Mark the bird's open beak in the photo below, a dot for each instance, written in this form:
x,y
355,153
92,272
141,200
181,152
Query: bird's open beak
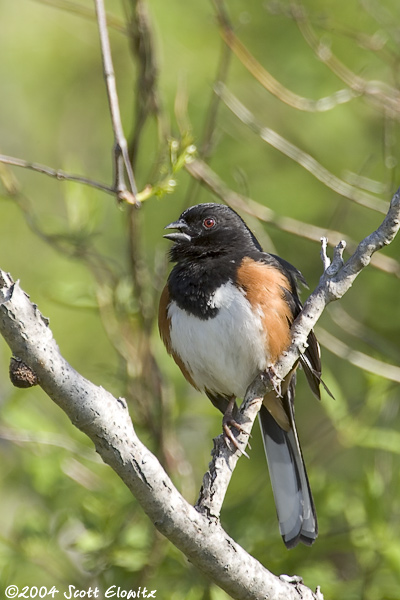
x,y
179,236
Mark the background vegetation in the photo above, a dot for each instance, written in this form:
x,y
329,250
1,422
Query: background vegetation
x,y
97,268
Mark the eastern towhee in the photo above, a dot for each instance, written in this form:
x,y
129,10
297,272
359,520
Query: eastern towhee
x,y
225,317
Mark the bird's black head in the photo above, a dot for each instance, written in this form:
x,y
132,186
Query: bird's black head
x,y
210,230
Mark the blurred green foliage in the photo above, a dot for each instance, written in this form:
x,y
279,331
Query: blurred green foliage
x,y
96,269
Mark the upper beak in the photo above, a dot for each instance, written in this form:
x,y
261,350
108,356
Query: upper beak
x,y
179,236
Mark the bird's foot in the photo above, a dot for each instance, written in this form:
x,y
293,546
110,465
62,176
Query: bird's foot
x,y
272,377
228,421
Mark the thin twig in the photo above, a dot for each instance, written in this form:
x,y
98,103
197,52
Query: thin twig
x,y
122,162
302,158
56,173
336,280
267,80
202,172
386,96
359,359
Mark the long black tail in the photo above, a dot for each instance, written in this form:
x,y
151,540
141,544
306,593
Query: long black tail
x,y
292,493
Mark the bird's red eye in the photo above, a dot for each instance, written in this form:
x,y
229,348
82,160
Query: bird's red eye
x,y
209,223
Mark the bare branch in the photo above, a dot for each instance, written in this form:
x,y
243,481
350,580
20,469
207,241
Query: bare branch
x,y
106,421
121,155
359,359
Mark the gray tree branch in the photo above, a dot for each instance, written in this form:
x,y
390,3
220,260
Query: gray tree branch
x,y
105,420
196,531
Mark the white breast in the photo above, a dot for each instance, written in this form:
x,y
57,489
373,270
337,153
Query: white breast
x,y
225,353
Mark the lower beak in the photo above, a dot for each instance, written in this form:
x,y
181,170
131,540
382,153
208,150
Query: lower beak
x,y
178,236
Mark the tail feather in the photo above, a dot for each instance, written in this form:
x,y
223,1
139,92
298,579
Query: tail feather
x,y
292,493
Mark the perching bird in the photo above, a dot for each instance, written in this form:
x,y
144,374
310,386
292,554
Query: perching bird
x,y
225,317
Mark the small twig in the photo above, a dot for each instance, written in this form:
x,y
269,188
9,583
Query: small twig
x,y
359,359
269,82
305,160
56,173
203,173
122,162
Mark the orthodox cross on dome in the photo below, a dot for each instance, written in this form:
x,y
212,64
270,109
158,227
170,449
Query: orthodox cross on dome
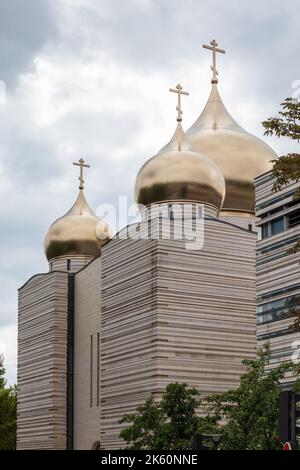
x,y
179,91
214,48
82,165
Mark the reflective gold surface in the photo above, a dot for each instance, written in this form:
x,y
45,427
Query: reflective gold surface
x,y
240,156
78,232
178,173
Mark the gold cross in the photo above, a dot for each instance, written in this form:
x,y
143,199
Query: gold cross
x,y
82,165
214,48
179,91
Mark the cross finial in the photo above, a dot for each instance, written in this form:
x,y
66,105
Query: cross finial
x,y
179,91
82,165
214,48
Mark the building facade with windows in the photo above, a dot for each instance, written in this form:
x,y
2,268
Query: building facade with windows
x,y
278,268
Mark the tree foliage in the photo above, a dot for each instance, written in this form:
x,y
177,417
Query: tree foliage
x,y
8,410
168,424
286,124
247,416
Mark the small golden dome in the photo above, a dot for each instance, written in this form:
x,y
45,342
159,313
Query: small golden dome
x,y
179,173
78,232
240,156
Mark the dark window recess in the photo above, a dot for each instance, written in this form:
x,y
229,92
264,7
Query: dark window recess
x,y
98,369
294,218
277,226
91,372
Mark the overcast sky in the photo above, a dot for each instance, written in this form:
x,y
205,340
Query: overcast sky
x,y
90,78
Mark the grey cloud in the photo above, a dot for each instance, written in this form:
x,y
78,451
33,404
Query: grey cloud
x,y
25,27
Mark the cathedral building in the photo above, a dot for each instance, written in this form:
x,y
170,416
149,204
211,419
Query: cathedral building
x,y
117,318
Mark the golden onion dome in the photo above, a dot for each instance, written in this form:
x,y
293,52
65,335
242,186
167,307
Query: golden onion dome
x,y
178,174
240,156
78,232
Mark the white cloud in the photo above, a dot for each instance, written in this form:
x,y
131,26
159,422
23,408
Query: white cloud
x,y
93,82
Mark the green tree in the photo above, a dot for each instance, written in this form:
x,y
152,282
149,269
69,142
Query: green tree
x,y
251,410
247,416
169,424
287,167
286,124
8,410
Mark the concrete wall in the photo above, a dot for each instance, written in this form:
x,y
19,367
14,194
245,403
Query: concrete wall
x,y
42,362
170,314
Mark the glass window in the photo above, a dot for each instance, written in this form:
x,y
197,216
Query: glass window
x,y
264,231
294,218
277,226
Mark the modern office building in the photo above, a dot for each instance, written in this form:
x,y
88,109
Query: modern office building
x,y
278,268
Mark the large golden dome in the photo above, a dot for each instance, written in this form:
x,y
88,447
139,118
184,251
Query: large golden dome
x,y
179,173
78,232
240,156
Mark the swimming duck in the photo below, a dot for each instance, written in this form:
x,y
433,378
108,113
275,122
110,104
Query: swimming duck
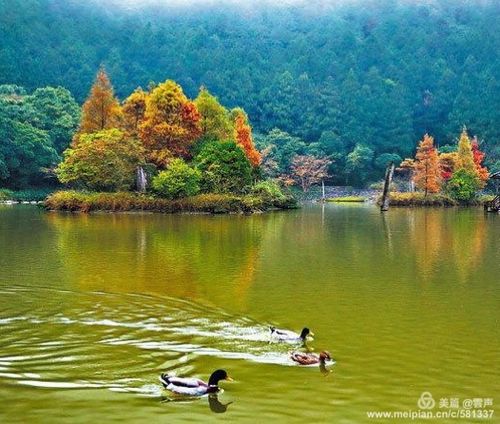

- AIM OF THE TASK
Tally the lines in the records above that contain the word "white" and give only that number.

- WRITTEN RESPONSE
4